Instruction — Rewrite the passage of the frame-repair article between "Corrosion is something" and "if left unregulated.", inclusive, replacing "Northeast" with "Midwest".

Repair Your Rusty Frame - Four Wheeler Magazine

Corrosion is something you live with on a day-to-day basis in the Northeast, and it’s not just limited to vehicles, it affects everything made of metal. The road salt, the humidity-laden air, soft absorptive soils, acid rain, and road chemicals all work in a harmonic quintet to do their damage to the metals on your 4x4, and they do it damn well too. Factory precautions from manufacturers do help, but over time, this retardant is usually overwhelmed by the environment (natural or manmade), and things can go from bad to worse in just a few months if left unregulated.

salt Licked rusted Jeep Chassis Photo 34789103 This Jeep Wrangler TJ has seen better days. After only 7 years on the road, the effects of New England’s worst elements can be seen on the chassis and substructure. A chain was needed to keep the transfer case crossmember/skidplate from falling off of this rusty frame.

Information given —
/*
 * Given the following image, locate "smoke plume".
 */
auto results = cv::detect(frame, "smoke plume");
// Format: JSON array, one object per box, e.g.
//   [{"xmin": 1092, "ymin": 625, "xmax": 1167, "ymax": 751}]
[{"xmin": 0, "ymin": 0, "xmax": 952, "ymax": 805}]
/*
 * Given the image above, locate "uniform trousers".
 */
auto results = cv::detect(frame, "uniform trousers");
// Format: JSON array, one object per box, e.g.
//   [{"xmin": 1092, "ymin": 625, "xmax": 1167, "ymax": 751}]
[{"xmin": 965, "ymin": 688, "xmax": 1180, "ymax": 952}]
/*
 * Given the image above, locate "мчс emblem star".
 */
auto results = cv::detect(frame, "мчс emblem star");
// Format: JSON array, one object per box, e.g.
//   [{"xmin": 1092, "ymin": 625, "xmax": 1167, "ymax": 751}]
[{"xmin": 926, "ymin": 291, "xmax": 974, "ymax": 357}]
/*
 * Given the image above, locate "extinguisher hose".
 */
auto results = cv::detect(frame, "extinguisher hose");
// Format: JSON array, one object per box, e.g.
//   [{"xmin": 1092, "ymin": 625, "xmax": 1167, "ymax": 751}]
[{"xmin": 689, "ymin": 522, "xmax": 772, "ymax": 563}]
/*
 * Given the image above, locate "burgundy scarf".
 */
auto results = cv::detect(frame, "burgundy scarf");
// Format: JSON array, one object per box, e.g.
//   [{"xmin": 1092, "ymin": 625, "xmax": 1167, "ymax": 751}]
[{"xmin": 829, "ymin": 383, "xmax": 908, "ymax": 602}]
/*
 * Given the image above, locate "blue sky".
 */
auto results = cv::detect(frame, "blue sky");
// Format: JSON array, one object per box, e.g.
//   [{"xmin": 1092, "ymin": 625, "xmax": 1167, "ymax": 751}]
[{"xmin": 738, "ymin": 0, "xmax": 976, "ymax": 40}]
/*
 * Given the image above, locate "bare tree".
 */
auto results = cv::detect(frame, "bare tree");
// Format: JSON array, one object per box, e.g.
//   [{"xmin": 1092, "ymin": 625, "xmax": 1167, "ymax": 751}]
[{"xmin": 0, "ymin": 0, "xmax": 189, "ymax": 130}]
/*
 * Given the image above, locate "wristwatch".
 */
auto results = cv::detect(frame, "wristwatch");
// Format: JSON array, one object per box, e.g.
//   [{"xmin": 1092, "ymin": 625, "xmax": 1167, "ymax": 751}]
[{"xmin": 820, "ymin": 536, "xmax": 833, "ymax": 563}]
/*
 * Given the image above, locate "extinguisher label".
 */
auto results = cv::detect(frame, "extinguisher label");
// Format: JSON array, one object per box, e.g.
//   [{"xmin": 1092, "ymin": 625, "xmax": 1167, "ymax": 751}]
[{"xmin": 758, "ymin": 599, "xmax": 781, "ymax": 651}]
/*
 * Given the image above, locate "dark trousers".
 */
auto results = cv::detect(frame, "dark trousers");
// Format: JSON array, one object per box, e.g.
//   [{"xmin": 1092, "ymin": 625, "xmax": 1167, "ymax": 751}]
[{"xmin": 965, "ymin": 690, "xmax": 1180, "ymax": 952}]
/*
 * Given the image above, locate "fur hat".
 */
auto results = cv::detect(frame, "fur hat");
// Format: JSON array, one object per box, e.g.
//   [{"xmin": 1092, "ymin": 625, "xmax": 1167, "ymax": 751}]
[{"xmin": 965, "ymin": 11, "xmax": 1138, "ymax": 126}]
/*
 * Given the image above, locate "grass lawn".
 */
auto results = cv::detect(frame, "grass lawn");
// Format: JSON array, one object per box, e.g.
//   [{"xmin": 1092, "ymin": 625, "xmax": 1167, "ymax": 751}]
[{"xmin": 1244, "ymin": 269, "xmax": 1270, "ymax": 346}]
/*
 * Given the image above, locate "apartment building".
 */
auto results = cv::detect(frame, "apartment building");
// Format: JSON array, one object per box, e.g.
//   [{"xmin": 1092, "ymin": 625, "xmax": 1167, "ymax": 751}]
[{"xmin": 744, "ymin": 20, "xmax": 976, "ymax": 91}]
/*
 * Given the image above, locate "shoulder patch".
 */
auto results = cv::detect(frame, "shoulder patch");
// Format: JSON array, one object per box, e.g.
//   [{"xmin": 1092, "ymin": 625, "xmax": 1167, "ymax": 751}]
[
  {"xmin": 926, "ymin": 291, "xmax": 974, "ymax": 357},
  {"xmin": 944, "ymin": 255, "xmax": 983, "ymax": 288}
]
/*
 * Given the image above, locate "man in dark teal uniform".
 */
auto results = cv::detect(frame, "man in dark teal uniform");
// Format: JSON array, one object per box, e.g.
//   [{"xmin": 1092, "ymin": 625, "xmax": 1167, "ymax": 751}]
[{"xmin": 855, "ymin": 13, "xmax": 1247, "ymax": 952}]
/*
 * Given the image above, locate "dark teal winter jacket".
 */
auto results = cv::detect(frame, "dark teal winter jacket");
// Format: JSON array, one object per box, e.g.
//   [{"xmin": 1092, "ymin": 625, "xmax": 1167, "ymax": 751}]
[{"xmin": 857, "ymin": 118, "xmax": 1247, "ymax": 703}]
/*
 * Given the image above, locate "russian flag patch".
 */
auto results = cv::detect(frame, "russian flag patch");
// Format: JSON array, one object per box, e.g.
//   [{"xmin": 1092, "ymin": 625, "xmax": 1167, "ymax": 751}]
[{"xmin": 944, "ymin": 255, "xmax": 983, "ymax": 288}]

Solution to this task —
Corrosion is something you live with on a day-to-day basis in the Midwest, and it’s not just limited to vehicles, it affects everything made of metal. The road salt, the humidity-laden air, soft absorptive soils, acid rain, and road chemicals all work in a harmonic quintet to do their damage to the metals on your 4x4, and they do it damn well too. Factory precautions from manufacturers do help, but over time, this retardant is usually overwhelmed by the environment (natural or manmade), and things can go from bad to worse in just a few months if left unregulated.